EXTRAIT DE RÉFÉRENCE
---

Sur le plan métaphorique, c’est tentant. Sur le plan économique, un peu moins. À l’échelle des agglomérations, cela voudrait dire environ 440.000 visiteurs par an (pas loin de 7 millions pour la Tour Eiffel), soit nettement moins que les 500.000 annoncés par MM. Orefice et Delarozière, et qui pourtant devaient laisser 15 % de déficit d’exploitation.

En réalité, la comparaison est difficile à soutenir. La Tour Eiffel, qui a longtemps été la plus haute construction du monde, offre une vue panoramique sur l’une des plus grandes capitales du monde. À 35 mètres de hauteur, contre 57 pour le premier étage de la Tour Eiffel, la plate-forme supérieure de l’Arbre aux Hérons ne permettrait pas de voir au-delà de la butte Sainte-Anne, 38 mètres. Resterait une belle vue sur la Loire, Trentemoult et le Bas-Chantenay : est-ce assez pour attirer des visiteurs du monde entier ?

---

DONNÉES EXTRAITES
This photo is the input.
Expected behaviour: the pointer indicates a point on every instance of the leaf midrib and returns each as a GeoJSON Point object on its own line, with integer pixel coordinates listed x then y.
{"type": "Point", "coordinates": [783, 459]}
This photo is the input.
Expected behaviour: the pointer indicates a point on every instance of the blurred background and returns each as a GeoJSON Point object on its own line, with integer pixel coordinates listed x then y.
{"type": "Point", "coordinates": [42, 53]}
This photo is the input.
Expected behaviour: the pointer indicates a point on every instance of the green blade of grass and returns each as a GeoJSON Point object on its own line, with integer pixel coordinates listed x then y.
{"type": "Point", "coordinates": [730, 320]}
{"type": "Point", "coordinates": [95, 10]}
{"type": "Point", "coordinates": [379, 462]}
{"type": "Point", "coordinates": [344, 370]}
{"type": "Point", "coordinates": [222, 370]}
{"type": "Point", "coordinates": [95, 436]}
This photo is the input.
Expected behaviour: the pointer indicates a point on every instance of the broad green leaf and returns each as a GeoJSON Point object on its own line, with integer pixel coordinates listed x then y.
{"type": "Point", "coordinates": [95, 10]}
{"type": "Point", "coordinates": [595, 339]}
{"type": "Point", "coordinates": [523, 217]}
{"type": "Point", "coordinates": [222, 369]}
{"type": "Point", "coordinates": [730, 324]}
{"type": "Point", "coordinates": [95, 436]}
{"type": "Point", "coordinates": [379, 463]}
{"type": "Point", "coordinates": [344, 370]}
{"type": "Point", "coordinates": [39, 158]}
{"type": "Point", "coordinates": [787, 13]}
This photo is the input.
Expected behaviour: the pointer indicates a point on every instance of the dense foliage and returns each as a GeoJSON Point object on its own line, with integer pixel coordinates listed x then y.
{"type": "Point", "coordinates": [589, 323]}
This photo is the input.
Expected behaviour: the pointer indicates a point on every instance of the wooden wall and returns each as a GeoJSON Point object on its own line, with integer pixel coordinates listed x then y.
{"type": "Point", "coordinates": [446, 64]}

---

SUJET À TRAITER
Prolongez l'extrait sur le projet de l'Arbre aux Hérons en reprenant juste après sa dernière phrase. Ces enregistrements proviennent d'une source distincte.

RÉPONSE RÉDIGÉE
Héroïques héronautes

On se représente difficilement les conditions d’exploitation de l’édifice. L’ascenseur pour le sommet a disparu du projet présenté l’an dernier : les amateurs de vol à dos de héron devront d’abord affronter un escalier métallique de 173 marches, soit la hauteur d’une dizaine d’étages. L’escalier construit par François Delarozière dans le Jardin extraordinaire en compte 177. Mais on peut y accéder directement par en haut… Idem pour les 54 marches du passage Pommeraye.

Le projet a été réduit à un seul héron volant, au lieu des deux prévus à l’origine. Il est censé transporter dix-huit personnes : douze dans des nacelles sous ses ailes et six sur son dos. Deux niveaux d’accès, donc, qui imposeront la présence permanente de deux surveillants chargés de vérifier le bon accrochage des ceintures de sécurité. Compte tenu du temps nécessaire pour les embarquements/débarquements, il n’y aura pas plus de cinq à six vols par heure, admettait Pierre Orefice, et cela paraît déjà optimiste. Le Héron baladerait donc au grand maximum 108 personnes par heure, contre 150 pour le Grand éléphant des Machines de l’île.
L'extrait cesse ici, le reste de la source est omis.